## PASSAGE TO READ
King’s Cliffe also houses Augean’s laboratory services 
division. Established in April 2006, the laboratory 
provides clients with a more focused and rapid testing 
service specifically for the onerous requirements of 
WAC. The merchant laboratories were delivering poor 
turnaround times with results taking up to four weeks 
to be issued with consequential delays to waste 
movements. The Augean facility achieves a turnaround 
time of seven days, significantly improving the waste 
producer’s ability to assess the best options for the 
waste streams. Further upgrades are planned in 2007 
to broaden the testing capacity so that all outsourcing 
of compliance monitoring can be handled in-house 
and to provide an enhanced service to clients.

The Thornhaugh site continues to be quarried under 
a sub-contract producing modest royalties for limestone. 
This process underpins the future development of valuable 
void which will be adopted under the new permit for Stable 
Non-reactive Hazardous Waste (SNRHW). As with 
King’s Cliffe, a number of opportunities for extension 
of the site will be a key focus for the 2007 planning 
strategy. In particular Cook’s Hole, the site adjacent 
to Thornhaugh, is under review to upgrade the existing 
consents for extraction. During the year, the group 
addressed an issue of overtipping inherited from the 
previous owners of the site. The group’s pre-emptive 
approach to rectifying the problem unfortunately resulted 
in a prosecution by the Environment Agency. The resulting 
fines and costs totalled £0.2m and have been recognised 
in full during the year.

## PROVIDED DATA
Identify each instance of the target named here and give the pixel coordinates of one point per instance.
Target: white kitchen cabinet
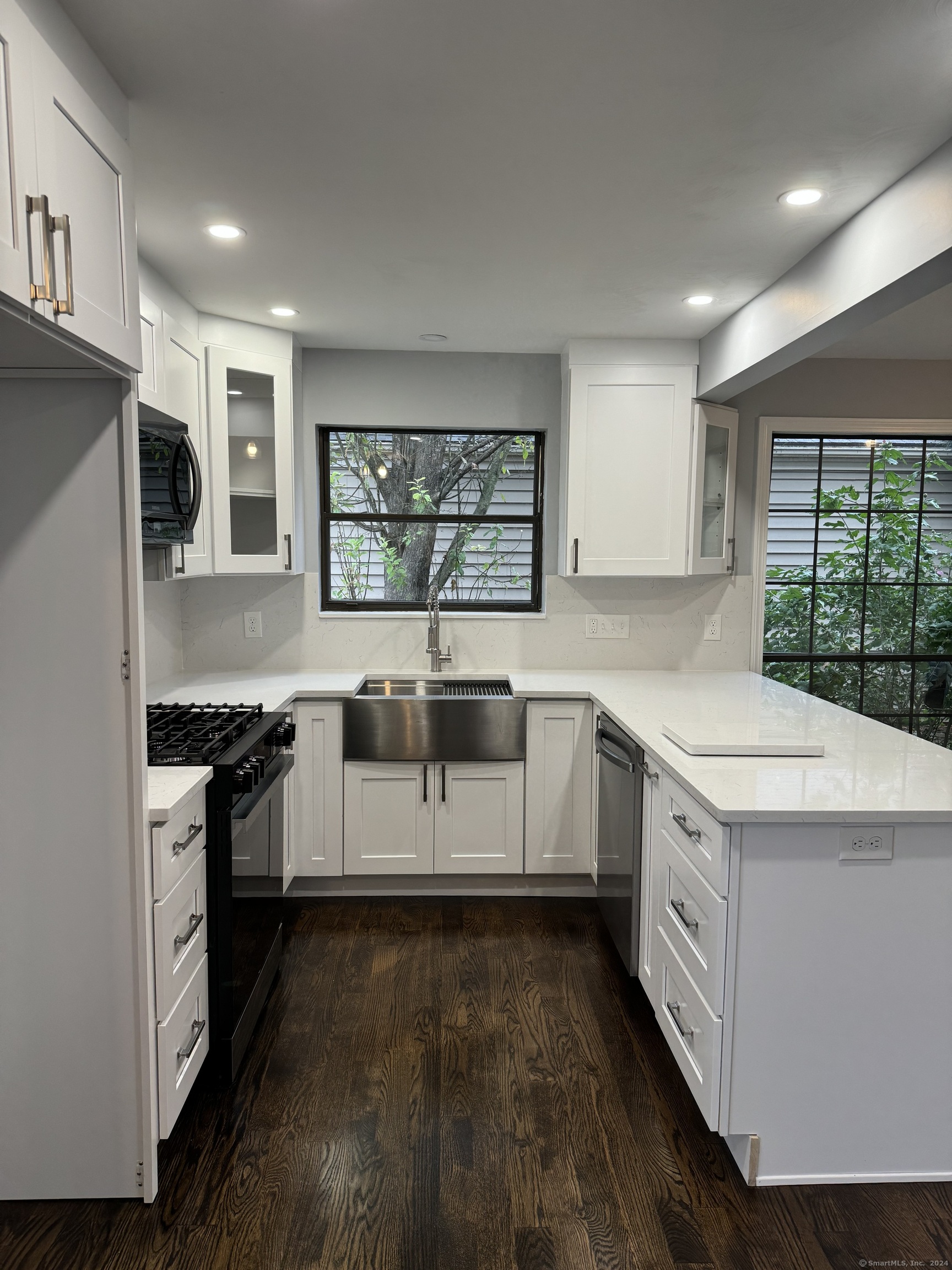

## WORK TO COMPLETE
A – Name every site that the passage on Augean's sites mentions by name.
B – Carry on the passage on Augean's sites from the point where it ends.
The listing is separate material and forms no part of the passage on Augean's sites.

## THE RESPONSES
A – King's Cliffe, Thornhaugh, Cook's Hole

B –
The remediation work in respect of the overtipping 
has now been fully concluded to the satisfaction of 
the Environment Agency.

The non-hazardous site at Mark’s Quarry was 
completed and closed during the year. The plan for 
restoration of the site is now underway and progressing 
well. In the future, the site will continue to generate a 
modest level of royalties from a gas management plant.

Terramundo
The Terramundo facility is an excellent example 
of strategic asset development. Terramundo is a joint 
venture between Augean and DEC NV (part of the 
DEME Group) to treat contaminated soils. Situated 
at Port Clarence, the soil treatment plant provided by 
DEC will provide complementary services to the landfill 
division and targets waste streams failing WAC along 
with providing clients with an enhanced sustainability 
offering. The residues from the process will be available 
for the Port Clarence landfill. The facility is due to be 
opened in April 2007. Great interest has been shown 
from the entire sector, particularly with the facility having 
access to sea transportation through a wharf on the 
River Tees. Further technologies are being reviewed 
to enhance the facility in 2007/8.

Financial review
Trading
Group turnover for the year ended 31 December 2006 
increased by 2% to £26.6m (2005: £26.1m). This includes 
a contribution from the acquisition of the Credential 
hazardous business made in May 2006 of £3.2m and 
also includes landfill tax charged to customers, on which 
the group makes no margin, of £5.1m (2005: £7.2m). 
Excluding landfill tax, turnover increased by 14% 
in the year.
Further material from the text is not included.